NASH(非アルコール性脂肪肝炎)

NASH(非アルコール性脂肪肝炎)とは

最近注目されている病気です。アルコールを飲まない方でもなりえる肝臓の疾患です。脂肪肝から肝硬変、肝細胞がんに変異する病気です。
推定患者は200万人で日本でのNASH予備軍が1,000万人と言われています。
カロリーオーバーの食事を取ることでの脂肪肝から変異が多く、肝臓内に余った脂肪が肝細胞に溜まります。脂肪肝とは3分の1以上の肝細胞に脂肪が溜まっている状態を言います。
その内でアルコール性脂肪肝と非アルコール性脂肪肝があり、この非アルコール性脂肪肝炎を(Nonalcohlic Steatoheptitis:NASH)と呼ぶようになりました。

NASH(非アルコール性脂肪肝炎)を引き起こす原因と症状

原因

NASHの大元は脂肪肝です。脂肪肝とは過食や多量の摂取によって、肝臓に中性脂肪(TG=トリグリセリド)の大適正脂肪が過剰に蓄積された状態を言います。
身体の動きとして体内に摂取された脂肪は肝臓の中で体を動かすエネルギー源となり、全身へと送られます。しかしながら、過食にて余った内臓脂肪が溜まりますと、そこから大量の脂肪が肝臓へと送られ、余分な脂肪が肝細胞の中に蓄積された状態を脂肪肝と言います。
脂肪肝は主に人間ドックの腹部エコーによって診断されることが多いです。

脂肪肝はその発生の原因により、アルコール性と非アルコール性に分類されます。
肝細胞の30%以上の脂肪化をアルコール性脂肪肝と呼びます。
(30%未満の脂肪化は非アルコール性脂肪肝)

非アルコール性の脂肪肝はNAFLD(非アルコール性脂肪性肝疾患)として大別され、このNAFLDは脂肪化の進行度は関係なく、患者の体より採取した病変の組織及び細胞から顕微鏡を用いて観察及び診断する病理診断でNAFLとNASHに分けられます。

NAFLは今後の見通しが良い脂肪肝でNASHは見通しの悪いケースの脂肪肝を指します。NAFLDの2~3割が予後不良とされるNASHに進行し、その何割かは肝硬変や肝がんに変異します。

# # #

上のNASHについての文章から、「NASH(非アルコール性脂肪肝炎)を引き起こす原因と症状」で始まり「脂肪肝は主に人間ドックの腹部エコーによって診断されることが多いです。」に至るまでの部分を、一字も変えずに抜き出してください。

# # #

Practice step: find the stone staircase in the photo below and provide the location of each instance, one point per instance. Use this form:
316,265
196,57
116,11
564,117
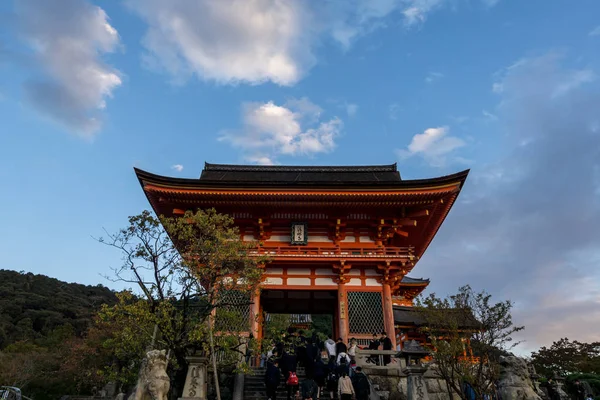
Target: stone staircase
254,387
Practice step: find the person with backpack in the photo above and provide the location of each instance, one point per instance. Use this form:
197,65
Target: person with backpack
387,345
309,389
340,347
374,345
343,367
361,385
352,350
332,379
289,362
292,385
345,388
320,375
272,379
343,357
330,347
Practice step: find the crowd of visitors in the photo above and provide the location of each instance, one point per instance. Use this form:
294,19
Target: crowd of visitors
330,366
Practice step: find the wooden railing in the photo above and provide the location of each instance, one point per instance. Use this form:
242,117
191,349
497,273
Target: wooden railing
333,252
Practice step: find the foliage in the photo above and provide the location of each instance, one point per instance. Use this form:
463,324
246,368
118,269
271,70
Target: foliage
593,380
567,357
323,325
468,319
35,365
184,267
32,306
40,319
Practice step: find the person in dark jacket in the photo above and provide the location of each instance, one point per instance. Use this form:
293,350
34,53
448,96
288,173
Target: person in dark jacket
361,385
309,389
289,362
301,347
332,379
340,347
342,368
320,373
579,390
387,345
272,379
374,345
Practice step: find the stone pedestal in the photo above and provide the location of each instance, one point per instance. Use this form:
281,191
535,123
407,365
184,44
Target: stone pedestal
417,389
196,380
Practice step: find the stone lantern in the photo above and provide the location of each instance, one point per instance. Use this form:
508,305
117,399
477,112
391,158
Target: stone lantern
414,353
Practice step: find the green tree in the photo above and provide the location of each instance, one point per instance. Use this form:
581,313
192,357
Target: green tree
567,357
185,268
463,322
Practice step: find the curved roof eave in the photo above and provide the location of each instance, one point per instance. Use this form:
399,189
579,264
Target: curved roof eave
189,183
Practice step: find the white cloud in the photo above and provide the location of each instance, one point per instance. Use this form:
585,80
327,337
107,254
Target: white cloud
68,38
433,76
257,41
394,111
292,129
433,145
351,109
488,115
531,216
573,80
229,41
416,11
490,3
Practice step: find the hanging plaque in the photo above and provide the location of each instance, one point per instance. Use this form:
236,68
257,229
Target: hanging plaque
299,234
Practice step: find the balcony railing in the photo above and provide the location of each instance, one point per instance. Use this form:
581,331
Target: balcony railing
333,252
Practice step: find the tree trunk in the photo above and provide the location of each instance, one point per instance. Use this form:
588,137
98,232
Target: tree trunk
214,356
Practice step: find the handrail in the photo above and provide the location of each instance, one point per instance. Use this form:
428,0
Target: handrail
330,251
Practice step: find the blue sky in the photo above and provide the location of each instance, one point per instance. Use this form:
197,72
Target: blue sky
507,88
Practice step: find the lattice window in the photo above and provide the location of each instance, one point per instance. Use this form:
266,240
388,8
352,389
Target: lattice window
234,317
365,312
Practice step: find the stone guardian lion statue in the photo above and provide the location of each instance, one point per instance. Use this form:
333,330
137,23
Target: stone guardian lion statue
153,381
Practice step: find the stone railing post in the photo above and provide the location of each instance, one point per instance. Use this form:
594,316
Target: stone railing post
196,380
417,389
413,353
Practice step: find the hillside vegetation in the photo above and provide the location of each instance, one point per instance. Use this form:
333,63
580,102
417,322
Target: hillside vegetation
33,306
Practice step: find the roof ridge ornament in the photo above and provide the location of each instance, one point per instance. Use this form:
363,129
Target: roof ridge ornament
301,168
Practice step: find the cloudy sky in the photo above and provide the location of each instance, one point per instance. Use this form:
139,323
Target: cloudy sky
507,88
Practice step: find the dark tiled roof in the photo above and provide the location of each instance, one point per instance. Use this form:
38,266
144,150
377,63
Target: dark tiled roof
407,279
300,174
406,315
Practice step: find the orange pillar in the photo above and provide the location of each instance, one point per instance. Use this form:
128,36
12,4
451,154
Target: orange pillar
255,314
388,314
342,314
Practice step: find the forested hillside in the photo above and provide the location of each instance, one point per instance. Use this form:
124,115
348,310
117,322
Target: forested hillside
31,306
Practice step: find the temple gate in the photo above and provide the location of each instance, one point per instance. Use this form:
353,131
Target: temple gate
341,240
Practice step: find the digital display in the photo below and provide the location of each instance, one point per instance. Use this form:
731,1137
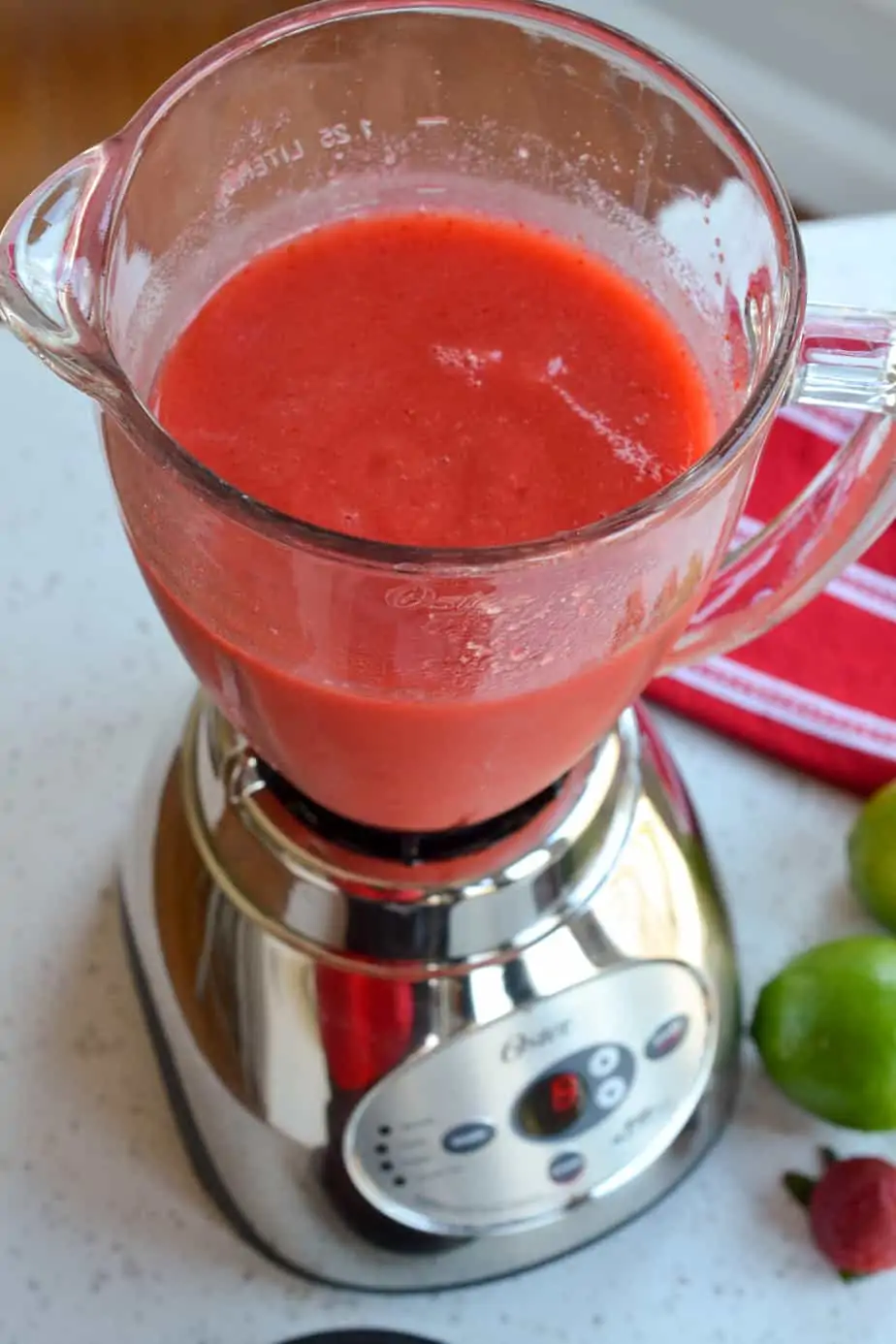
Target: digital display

# # #

解答 =>
NASH(非アルコール性脂肪肝炎)を引き起こす原因と症状

原因

NASHの大元は脂肪肝です。脂肪肝とは過食や多量の摂取によって、肝臓に中性脂肪(TG=トリグリセリド)の大適正脂肪が過剰に蓄積された状態を言います。
身体の動きとして体内に摂取された脂肪は肝臓の中で体を動かすエネルギー源となり、全身へと送られます。しかしながら、過食にて余った内臓脂肪が溜まりますと、そこから大量の脂肪が肝臓へと送られ、余分な脂肪が肝細胞の中に蓄積された状態を脂肪肝と言います。
脂肪肝は主に人間ドックの腹部エコーによって診断されることが多いです。